Data extracts>

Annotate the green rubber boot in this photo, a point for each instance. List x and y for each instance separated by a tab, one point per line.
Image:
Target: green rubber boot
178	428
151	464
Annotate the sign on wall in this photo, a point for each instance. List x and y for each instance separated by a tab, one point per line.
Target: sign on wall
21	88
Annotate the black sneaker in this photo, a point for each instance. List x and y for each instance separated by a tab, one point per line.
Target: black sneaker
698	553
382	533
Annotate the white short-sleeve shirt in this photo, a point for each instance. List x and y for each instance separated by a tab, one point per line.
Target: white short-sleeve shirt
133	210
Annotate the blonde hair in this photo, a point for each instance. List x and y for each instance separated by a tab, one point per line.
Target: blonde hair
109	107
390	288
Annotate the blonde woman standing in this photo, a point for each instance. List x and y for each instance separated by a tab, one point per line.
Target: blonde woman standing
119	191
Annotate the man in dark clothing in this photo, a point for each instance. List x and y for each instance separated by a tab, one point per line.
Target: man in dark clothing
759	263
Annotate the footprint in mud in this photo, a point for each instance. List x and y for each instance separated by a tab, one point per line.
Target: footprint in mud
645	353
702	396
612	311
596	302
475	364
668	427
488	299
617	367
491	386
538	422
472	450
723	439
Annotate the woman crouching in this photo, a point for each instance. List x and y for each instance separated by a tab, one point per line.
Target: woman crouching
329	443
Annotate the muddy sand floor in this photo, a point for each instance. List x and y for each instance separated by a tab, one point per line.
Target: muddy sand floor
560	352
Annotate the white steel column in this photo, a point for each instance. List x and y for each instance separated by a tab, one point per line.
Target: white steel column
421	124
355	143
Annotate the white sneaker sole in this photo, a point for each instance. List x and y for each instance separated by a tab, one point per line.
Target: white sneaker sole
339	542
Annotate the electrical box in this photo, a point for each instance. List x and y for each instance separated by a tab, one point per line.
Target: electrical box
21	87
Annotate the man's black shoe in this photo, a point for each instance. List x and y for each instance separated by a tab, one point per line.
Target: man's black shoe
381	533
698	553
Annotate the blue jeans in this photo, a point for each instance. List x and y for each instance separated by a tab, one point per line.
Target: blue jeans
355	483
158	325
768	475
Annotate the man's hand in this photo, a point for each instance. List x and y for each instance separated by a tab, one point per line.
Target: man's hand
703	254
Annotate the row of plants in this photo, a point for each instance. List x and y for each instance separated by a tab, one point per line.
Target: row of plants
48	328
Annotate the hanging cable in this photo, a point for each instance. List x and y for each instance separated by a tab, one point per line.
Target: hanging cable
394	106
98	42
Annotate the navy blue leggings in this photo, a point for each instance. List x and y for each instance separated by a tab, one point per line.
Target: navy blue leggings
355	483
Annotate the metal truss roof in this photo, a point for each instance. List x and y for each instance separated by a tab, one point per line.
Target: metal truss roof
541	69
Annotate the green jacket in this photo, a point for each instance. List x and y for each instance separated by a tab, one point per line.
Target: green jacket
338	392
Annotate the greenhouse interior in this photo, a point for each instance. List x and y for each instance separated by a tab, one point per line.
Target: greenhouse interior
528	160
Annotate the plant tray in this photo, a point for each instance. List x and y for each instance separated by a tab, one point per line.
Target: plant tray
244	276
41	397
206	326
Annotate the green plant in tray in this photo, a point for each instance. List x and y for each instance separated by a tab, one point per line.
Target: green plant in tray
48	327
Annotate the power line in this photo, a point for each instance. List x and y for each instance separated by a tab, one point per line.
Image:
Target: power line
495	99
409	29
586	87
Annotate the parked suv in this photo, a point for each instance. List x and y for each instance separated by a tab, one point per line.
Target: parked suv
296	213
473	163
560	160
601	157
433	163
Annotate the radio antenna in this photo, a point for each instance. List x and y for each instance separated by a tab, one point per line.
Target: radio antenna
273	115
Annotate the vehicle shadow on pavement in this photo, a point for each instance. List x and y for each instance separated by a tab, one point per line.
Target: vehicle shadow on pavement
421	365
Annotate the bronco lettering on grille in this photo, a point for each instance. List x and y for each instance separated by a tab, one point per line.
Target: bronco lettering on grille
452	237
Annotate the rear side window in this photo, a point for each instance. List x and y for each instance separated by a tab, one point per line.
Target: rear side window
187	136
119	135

Exercise requirements> The response should consist only of the lines running from the one that contains "Target: plant tray" through the end of the material, repeated exactly.

Exercise solution>
Target: plant tray
244	276
41	397
206	326
Annotate the green plant in tray in this photo, a point for each instance. List x and y for each instance separated by a tab, one point per line.
Target: green plant in tray
48	327
Annotate the power line in this photo, a point for each instance. List x and y for each instance separated by a tab, one point per line.
Image:
Target: power line
495	99
409	29
586	87
Annotate the parked suv in this photo, a point for each instance. List x and y for each instance separated by a tab, one point per line.
Target: parked suv
296	213
473	163
560	160
601	157
433	163
Annotate the radio antenna in this photo, a point for each instance. List x and y for each instance separated by a tab, one point per line.
Target: radio antenna
273	115
Annotate the vehicle shadow on pavement in this photo, a point for each instance. List x and y for each instance separated by a tab, one point per line.
Target: vehicle shadow on pavement
421	365
Annotate the bronco lettering on grille in this photo, a point for each instance. List x and y for each instance separated by a tab, one point per line.
Target: bronco lettering on grille
452	237
Annotate the rear side window in this photo, a point for each instance. List x and y for each instance separated by a tab, one point per line.
Target: rear side window
187	136
119	135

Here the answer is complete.